EXERCISE:
Arrange the material below as a numbered list, one line per number, and leave out the blank lines.

☆ ☆ ☆ ☆ ☆ ☆ ☆

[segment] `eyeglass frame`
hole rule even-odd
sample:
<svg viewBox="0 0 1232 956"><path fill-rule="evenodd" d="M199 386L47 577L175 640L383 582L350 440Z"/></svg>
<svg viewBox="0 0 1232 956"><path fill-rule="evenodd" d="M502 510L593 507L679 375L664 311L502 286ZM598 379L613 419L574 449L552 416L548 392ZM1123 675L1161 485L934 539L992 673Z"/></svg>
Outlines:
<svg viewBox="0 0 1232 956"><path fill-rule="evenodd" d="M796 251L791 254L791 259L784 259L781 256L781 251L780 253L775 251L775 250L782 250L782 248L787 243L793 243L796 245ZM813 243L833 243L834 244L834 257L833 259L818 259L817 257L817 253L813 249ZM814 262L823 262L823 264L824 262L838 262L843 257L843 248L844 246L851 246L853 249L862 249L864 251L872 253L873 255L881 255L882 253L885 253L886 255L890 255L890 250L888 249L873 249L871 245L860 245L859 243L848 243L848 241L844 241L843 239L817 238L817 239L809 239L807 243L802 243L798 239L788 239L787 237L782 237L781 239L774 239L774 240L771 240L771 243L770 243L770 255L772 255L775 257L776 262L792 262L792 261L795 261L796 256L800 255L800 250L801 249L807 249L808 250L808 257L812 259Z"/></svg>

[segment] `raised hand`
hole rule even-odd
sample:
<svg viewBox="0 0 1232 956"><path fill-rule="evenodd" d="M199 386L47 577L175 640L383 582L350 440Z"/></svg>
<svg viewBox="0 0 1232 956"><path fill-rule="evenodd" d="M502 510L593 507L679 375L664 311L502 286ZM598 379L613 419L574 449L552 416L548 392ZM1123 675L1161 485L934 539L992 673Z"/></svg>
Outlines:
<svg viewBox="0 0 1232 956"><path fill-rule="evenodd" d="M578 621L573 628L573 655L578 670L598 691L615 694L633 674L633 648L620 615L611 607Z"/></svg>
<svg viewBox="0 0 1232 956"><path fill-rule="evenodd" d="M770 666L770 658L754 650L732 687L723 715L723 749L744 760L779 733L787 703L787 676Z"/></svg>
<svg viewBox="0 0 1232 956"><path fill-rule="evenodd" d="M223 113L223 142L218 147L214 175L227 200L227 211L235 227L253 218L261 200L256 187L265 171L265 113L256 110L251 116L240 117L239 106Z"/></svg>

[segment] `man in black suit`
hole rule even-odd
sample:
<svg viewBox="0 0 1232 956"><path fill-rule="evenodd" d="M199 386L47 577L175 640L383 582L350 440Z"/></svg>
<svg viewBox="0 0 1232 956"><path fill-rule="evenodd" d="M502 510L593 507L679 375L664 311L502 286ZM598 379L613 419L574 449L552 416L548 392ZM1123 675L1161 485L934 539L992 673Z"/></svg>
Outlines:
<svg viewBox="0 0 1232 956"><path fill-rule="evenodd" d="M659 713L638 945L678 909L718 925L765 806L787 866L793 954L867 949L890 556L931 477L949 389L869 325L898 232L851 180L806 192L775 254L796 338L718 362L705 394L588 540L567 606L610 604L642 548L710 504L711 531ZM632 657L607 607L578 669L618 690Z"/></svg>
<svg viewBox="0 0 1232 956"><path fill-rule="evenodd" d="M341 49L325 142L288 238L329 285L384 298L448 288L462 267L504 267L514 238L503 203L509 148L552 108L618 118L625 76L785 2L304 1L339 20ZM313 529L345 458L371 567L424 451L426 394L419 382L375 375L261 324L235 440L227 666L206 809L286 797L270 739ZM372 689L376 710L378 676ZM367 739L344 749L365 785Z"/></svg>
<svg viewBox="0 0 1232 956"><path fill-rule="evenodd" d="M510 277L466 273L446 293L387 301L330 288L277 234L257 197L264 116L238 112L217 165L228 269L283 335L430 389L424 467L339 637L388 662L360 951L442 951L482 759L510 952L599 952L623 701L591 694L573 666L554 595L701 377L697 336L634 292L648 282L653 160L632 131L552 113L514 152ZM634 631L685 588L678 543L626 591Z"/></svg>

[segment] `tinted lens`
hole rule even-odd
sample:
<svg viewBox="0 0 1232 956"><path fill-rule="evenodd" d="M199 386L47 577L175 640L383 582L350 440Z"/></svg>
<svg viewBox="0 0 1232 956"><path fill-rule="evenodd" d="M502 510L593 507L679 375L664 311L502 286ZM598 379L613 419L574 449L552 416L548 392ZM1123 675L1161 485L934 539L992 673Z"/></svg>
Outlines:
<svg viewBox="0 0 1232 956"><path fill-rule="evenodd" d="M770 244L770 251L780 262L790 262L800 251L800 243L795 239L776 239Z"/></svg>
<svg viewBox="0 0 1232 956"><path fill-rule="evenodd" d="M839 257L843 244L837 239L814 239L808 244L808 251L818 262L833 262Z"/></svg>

☆ ☆ ☆ ☆ ☆ ☆ ☆

TASK SOLUTION:
1. [segment] `eyeglass frame`
2. hole rule even-odd
3. sample:
4. <svg viewBox="0 0 1232 956"><path fill-rule="evenodd" d="M199 386L47 577L175 640L383 582L350 440Z"/></svg>
5. <svg viewBox="0 0 1232 956"><path fill-rule="evenodd" d="M502 510L593 507L679 375L664 311L502 286ZM598 379L613 419L574 449L552 416L548 392ZM1123 675L1161 485L934 539L992 673Z"/></svg>
6. Outlines:
7. <svg viewBox="0 0 1232 956"><path fill-rule="evenodd" d="M796 251L791 254L791 259L784 259L781 256L781 251L780 253L775 251L775 250L782 250L782 248L787 243L793 243L796 245ZM813 243L833 243L834 244L834 257L833 259L818 259L817 257L817 253L813 249ZM814 262L823 262L823 264L824 262L838 262L843 257L843 248L844 246L851 246L853 249L862 249L864 251L872 253L873 255L881 255L882 253L885 253L886 255L890 255L890 250L888 249L873 249L871 245L860 245L859 243L848 243L848 241L844 241L843 239L817 238L817 239L809 239L807 243L802 243L798 239L788 239L787 237L782 237L781 239L774 239L774 240L771 240L771 243L770 243L770 255L772 255L775 257L776 262L792 262L792 261L795 261L796 256L800 255L800 250L801 249L807 249L808 250L808 257L812 259Z"/></svg>
8. [segment] `raised hand`
9. hole rule even-odd
10. sample:
11. <svg viewBox="0 0 1232 956"><path fill-rule="evenodd" d="M199 386L47 577L175 640L383 582L350 440Z"/></svg>
12. <svg viewBox="0 0 1232 956"><path fill-rule="evenodd" d="M502 510L593 507L679 375L664 311L502 286ZM598 379L613 419L574 449L552 416L548 392ZM1123 675L1161 485L934 539L992 673Z"/></svg>
13. Outlines:
14. <svg viewBox="0 0 1232 956"><path fill-rule="evenodd" d="M578 621L573 628L573 655L578 670L598 691L615 694L633 674L633 648L620 615L611 607Z"/></svg>
15. <svg viewBox="0 0 1232 956"><path fill-rule="evenodd" d="M770 666L770 658L754 650L732 687L723 715L723 749L744 760L779 733L787 703L787 676Z"/></svg>
16. <svg viewBox="0 0 1232 956"><path fill-rule="evenodd" d="M223 113L223 142L218 147L214 175L227 200L227 211L235 227L253 218L261 200L256 187L265 171L265 113L256 110L251 116L240 117L239 106Z"/></svg>
17. [segment] `man in black suit`
18. hole rule even-odd
19. sample:
20. <svg viewBox="0 0 1232 956"><path fill-rule="evenodd" d="M199 386L47 577L175 640L383 582L350 440Z"/></svg>
21. <svg viewBox="0 0 1232 956"><path fill-rule="evenodd" d="M502 510L593 507L679 375L664 311L502 286ZM598 379L613 419L574 449L552 416L548 392ZM1123 675L1161 485L934 539L992 673Z"/></svg>
22. Outlines:
23. <svg viewBox="0 0 1232 956"><path fill-rule="evenodd" d="M659 713L638 945L678 909L718 925L765 806L787 866L793 954L867 949L890 556L931 477L949 389L869 325L898 232L851 180L806 192L775 254L796 338L718 362L705 394L588 540L567 606L610 604L642 548L710 504L711 531ZM632 657L607 607L578 669L618 690Z"/></svg>
24. <svg viewBox="0 0 1232 956"><path fill-rule="evenodd" d="M341 49L325 142L288 238L329 285L384 298L448 288L462 267L504 267L514 238L503 203L509 148L552 108L618 118L625 76L785 2L304 1L339 20ZM313 529L345 458L371 567L424 451L426 394L419 382L375 375L261 324L235 440L227 666L206 809L286 797L270 739ZM372 689L376 710L378 676ZM367 739L344 749L365 785Z"/></svg>
25. <svg viewBox="0 0 1232 956"><path fill-rule="evenodd" d="M510 277L466 273L446 293L387 301L330 288L277 234L257 197L264 116L238 112L217 165L228 269L283 335L430 389L424 467L339 637L388 662L360 951L442 951L482 759L510 952L599 952L623 701L591 694L573 666L554 595L701 377L697 336L634 292L648 282L653 160L632 131L552 113L514 152ZM634 631L685 588L678 543L626 591Z"/></svg>
26. [segment] `tinted lens`
27. hole rule even-odd
28. sample:
29. <svg viewBox="0 0 1232 956"><path fill-rule="evenodd" d="M199 386L47 577L175 640L383 582L350 440Z"/></svg>
30. <svg viewBox="0 0 1232 956"><path fill-rule="evenodd" d="M502 510L593 507L679 375L664 311L502 286ZM598 379L613 419L574 449L552 416L548 392ZM1123 675L1161 485L934 539L992 673Z"/></svg>
31. Outlines:
32. <svg viewBox="0 0 1232 956"><path fill-rule="evenodd" d="M770 244L770 251L780 262L790 262L800 251L800 243L795 239L776 239Z"/></svg>
33. <svg viewBox="0 0 1232 956"><path fill-rule="evenodd" d="M839 257L843 244L837 239L814 239L808 244L808 251L818 262L833 262Z"/></svg>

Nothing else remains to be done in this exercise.